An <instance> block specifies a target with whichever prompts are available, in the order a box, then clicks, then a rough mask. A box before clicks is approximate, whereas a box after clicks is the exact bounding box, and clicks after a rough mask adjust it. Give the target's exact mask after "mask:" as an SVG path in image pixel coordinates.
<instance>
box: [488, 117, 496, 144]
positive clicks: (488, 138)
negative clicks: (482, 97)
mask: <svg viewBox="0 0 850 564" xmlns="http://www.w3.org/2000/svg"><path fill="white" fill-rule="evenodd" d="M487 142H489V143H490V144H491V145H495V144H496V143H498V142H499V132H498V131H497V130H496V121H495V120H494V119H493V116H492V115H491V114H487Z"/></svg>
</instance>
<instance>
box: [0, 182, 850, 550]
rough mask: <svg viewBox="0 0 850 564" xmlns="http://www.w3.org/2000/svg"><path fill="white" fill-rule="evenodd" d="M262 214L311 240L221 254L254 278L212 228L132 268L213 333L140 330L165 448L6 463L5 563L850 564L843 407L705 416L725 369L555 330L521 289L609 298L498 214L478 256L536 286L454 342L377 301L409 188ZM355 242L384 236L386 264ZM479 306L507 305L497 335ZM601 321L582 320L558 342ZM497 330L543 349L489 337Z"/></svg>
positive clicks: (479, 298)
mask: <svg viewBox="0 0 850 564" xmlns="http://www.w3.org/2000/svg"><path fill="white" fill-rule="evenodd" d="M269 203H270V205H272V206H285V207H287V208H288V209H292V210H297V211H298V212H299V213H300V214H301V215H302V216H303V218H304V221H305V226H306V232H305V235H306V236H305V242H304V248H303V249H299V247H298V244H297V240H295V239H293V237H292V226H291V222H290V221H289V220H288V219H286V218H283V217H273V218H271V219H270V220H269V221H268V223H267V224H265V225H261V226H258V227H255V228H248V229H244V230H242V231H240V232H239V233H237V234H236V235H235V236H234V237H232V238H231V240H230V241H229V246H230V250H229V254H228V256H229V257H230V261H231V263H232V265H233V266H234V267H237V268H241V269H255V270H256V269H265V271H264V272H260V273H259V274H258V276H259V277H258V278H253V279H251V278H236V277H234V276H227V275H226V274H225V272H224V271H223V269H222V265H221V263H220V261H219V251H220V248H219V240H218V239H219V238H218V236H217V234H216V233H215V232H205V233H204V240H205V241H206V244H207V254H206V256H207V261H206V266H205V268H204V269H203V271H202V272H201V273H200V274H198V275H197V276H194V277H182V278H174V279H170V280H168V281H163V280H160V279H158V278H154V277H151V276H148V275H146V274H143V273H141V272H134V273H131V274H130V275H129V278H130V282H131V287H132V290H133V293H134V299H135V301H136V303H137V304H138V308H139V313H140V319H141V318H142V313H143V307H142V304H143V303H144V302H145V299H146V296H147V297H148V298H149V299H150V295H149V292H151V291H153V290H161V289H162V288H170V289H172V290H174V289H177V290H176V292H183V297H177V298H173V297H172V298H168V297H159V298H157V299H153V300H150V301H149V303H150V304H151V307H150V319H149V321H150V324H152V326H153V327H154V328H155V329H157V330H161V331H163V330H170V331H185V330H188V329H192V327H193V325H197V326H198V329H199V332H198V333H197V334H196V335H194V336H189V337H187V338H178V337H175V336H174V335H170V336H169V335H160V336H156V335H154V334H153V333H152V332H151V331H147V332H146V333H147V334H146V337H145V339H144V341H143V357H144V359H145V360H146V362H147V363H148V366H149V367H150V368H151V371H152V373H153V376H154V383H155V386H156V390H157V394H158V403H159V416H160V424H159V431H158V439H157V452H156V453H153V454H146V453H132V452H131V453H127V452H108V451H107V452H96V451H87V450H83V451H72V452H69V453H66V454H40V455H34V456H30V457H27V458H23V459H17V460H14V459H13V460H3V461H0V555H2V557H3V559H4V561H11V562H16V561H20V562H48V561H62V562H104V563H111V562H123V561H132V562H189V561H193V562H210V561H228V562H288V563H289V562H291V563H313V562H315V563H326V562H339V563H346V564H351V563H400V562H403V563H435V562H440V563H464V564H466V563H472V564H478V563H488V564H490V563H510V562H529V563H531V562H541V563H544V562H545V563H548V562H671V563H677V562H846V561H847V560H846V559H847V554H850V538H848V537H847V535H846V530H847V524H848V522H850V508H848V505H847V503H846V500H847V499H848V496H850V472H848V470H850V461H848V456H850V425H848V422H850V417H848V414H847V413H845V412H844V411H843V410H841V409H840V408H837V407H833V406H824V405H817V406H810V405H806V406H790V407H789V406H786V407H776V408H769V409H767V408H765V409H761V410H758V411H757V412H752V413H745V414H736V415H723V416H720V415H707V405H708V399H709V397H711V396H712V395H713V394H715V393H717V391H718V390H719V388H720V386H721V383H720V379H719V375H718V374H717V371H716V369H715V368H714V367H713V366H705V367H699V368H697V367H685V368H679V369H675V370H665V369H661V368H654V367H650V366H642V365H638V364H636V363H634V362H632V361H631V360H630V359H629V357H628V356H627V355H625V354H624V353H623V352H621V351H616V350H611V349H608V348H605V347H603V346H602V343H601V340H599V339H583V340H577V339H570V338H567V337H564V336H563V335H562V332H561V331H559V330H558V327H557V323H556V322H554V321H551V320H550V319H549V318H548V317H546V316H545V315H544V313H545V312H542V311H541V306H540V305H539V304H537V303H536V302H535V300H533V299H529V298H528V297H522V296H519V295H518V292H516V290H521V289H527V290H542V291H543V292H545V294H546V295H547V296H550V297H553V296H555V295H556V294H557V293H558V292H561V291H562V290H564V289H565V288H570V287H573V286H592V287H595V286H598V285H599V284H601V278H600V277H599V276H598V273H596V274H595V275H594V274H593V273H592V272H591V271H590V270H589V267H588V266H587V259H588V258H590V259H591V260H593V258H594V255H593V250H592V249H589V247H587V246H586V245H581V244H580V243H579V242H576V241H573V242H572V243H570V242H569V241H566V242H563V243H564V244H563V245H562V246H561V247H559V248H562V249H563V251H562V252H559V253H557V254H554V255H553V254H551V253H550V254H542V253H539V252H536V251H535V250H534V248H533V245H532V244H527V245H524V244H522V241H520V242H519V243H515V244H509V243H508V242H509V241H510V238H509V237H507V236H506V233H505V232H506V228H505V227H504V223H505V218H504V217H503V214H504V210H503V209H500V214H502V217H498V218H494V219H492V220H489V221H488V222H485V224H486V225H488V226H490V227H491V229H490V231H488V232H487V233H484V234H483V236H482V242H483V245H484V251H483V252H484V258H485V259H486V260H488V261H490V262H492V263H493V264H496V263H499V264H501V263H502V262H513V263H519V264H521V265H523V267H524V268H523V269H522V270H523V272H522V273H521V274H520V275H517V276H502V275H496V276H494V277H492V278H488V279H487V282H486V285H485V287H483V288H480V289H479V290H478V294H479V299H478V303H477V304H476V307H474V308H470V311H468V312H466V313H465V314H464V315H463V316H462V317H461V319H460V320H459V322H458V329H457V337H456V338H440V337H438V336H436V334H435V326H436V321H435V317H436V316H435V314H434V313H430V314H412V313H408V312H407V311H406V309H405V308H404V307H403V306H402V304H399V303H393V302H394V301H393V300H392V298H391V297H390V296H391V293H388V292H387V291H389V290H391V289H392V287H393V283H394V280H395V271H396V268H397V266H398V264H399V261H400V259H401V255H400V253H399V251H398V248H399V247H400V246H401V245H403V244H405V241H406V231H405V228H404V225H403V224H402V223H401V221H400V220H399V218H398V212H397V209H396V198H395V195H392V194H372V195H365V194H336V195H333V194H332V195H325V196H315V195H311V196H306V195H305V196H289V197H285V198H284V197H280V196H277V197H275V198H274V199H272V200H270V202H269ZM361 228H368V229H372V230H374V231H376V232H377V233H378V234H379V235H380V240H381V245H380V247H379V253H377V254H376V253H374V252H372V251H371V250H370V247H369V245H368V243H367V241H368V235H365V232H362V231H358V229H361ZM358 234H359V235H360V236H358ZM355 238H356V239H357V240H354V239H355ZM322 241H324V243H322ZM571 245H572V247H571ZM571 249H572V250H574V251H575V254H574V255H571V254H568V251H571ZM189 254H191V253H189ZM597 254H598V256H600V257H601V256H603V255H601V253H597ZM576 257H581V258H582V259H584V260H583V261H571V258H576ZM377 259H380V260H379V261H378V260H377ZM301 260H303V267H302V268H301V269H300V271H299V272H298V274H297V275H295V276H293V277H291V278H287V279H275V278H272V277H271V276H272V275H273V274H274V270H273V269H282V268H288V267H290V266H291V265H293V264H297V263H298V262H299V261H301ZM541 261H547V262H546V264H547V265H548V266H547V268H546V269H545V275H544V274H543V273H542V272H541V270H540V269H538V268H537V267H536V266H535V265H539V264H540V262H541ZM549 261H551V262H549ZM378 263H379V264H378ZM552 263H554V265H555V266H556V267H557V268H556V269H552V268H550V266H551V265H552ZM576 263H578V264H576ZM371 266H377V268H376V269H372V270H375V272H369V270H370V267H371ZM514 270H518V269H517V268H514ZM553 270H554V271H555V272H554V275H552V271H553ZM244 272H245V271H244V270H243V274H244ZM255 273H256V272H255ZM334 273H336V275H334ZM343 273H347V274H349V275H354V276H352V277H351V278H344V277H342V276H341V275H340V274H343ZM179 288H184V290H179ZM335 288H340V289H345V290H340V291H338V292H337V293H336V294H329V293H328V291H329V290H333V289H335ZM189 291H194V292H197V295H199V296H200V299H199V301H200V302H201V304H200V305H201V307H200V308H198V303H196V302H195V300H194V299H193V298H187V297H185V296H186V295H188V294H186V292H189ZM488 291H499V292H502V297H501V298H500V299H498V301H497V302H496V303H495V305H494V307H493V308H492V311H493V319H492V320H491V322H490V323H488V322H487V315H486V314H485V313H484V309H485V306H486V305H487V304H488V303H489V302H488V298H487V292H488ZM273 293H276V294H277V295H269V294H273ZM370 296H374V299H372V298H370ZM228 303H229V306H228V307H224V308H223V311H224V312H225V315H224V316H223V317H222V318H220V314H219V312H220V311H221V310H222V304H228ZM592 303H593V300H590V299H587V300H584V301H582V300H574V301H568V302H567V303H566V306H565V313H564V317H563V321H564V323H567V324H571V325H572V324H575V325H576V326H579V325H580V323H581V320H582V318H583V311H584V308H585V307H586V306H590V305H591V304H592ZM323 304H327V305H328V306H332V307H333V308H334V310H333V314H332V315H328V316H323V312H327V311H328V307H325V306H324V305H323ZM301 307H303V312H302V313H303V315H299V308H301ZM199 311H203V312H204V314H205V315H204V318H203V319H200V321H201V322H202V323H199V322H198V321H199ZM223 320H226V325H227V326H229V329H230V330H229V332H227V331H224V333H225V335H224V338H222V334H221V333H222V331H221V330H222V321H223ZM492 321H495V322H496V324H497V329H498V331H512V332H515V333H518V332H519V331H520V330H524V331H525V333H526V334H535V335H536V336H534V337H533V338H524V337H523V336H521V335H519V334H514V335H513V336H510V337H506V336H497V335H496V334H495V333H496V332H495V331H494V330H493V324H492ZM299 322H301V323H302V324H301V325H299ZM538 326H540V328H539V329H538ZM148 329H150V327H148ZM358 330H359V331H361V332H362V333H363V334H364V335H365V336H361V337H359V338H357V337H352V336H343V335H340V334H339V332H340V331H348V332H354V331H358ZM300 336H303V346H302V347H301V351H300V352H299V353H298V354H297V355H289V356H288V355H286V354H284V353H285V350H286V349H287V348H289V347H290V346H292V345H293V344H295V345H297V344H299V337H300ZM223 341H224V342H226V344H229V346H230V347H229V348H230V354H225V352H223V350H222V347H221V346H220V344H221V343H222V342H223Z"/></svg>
========
— AIM OF THE EXERCISE —
Please output exactly the lines between the one holding "</instance>" and the one holding "rough mask: <svg" in the records above, inclusive, and nothing more.

— SOLUTION FOR THIS PROBLEM —
</instance>
<instance>
box: [0, 182, 850, 550]
rough mask: <svg viewBox="0 0 850 564" xmlns="http://www.w3.org/2000/svg"><path fill="white" fill-rule="evenodd" d="M262 214L311 240L221 254L254 278L212 228L132 268L213 333L140 330L165 448L6 463L5 563L850 564L843 407L705 416L725 369L555 330L521 289L609 298L498 214L478 256L536 286L454 342L377 301L409 188ZM355 242L384 236L386 264ZM479 306L507 305L497 335ZM601 321L582 320L558 342ZM497 330L543 349L489 337Z"/></svg>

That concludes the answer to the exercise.